(Bounding-box records)

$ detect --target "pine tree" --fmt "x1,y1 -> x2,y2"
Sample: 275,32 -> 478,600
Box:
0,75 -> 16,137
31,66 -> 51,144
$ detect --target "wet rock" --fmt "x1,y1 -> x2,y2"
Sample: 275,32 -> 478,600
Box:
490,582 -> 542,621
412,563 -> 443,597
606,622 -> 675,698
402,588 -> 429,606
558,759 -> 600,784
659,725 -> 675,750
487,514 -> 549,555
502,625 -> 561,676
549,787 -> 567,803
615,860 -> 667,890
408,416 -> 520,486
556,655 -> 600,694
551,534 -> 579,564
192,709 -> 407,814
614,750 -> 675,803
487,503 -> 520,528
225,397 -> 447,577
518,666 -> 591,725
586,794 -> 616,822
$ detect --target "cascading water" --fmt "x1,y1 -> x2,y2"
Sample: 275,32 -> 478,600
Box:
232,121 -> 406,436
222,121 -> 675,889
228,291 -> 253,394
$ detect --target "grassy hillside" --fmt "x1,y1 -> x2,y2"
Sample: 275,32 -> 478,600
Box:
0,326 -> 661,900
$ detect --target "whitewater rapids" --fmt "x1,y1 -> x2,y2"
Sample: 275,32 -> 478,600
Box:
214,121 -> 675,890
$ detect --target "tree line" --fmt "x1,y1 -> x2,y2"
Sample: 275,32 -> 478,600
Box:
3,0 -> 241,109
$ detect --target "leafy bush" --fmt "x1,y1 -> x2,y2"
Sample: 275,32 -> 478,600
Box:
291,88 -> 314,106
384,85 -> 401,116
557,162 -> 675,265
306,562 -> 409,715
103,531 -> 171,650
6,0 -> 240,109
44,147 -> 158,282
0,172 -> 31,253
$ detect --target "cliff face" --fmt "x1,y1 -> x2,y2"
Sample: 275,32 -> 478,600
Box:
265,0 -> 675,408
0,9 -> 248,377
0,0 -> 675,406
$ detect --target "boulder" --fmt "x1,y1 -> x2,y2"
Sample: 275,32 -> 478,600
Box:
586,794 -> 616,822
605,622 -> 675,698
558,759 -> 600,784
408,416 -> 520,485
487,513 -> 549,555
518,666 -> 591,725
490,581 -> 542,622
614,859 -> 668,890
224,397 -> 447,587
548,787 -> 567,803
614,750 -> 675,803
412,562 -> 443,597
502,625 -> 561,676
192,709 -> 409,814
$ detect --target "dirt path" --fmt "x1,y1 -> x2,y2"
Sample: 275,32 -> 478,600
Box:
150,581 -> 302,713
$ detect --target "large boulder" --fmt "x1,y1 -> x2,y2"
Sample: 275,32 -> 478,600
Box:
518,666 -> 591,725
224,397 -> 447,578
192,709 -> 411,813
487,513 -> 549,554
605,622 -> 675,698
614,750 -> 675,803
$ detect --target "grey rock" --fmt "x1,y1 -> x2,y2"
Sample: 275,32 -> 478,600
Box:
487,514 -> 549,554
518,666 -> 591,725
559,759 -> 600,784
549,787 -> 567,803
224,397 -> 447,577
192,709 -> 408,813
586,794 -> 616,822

==

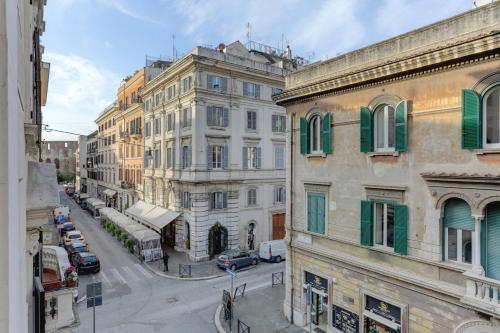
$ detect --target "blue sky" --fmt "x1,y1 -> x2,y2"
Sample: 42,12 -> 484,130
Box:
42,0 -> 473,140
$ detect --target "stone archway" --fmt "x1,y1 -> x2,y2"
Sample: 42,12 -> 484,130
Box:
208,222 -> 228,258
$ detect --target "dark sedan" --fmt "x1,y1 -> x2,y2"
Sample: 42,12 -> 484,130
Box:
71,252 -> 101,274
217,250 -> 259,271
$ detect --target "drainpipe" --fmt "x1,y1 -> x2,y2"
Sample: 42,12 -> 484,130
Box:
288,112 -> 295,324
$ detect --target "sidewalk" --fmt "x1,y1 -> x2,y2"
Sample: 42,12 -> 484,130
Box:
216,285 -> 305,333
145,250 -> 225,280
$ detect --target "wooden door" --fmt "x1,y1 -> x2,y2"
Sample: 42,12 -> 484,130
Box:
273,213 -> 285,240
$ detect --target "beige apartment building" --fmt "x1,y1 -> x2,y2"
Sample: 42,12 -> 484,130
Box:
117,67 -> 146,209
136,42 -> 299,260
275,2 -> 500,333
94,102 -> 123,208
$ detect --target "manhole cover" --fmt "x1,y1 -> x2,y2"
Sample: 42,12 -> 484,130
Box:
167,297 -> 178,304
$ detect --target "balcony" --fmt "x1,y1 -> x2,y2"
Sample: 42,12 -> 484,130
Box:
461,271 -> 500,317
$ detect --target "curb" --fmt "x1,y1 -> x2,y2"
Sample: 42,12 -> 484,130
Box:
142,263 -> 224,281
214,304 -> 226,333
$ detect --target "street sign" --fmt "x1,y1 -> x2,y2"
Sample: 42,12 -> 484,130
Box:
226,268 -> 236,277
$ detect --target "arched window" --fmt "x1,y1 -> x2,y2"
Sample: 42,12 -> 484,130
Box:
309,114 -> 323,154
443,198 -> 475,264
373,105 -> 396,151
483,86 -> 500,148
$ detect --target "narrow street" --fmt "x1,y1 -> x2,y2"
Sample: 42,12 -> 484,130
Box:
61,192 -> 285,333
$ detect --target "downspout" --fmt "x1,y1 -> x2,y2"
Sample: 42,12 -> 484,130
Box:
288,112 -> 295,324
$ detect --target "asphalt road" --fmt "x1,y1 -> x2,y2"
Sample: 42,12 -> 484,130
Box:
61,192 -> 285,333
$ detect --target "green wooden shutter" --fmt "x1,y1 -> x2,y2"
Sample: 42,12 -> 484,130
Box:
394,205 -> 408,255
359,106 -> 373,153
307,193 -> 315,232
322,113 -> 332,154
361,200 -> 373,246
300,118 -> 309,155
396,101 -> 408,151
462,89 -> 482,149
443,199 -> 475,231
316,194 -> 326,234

What you should do:
Show every line of the items above that contains the string "wooden", treating uppercase and lowercase as different.

Result of the exercise:
$ detect --target "wooden door" --fmt "x1,y1 -> x2,y2"
$ detect --target "green wooden shutter" --fmt "x1,y1 -> x2,y2"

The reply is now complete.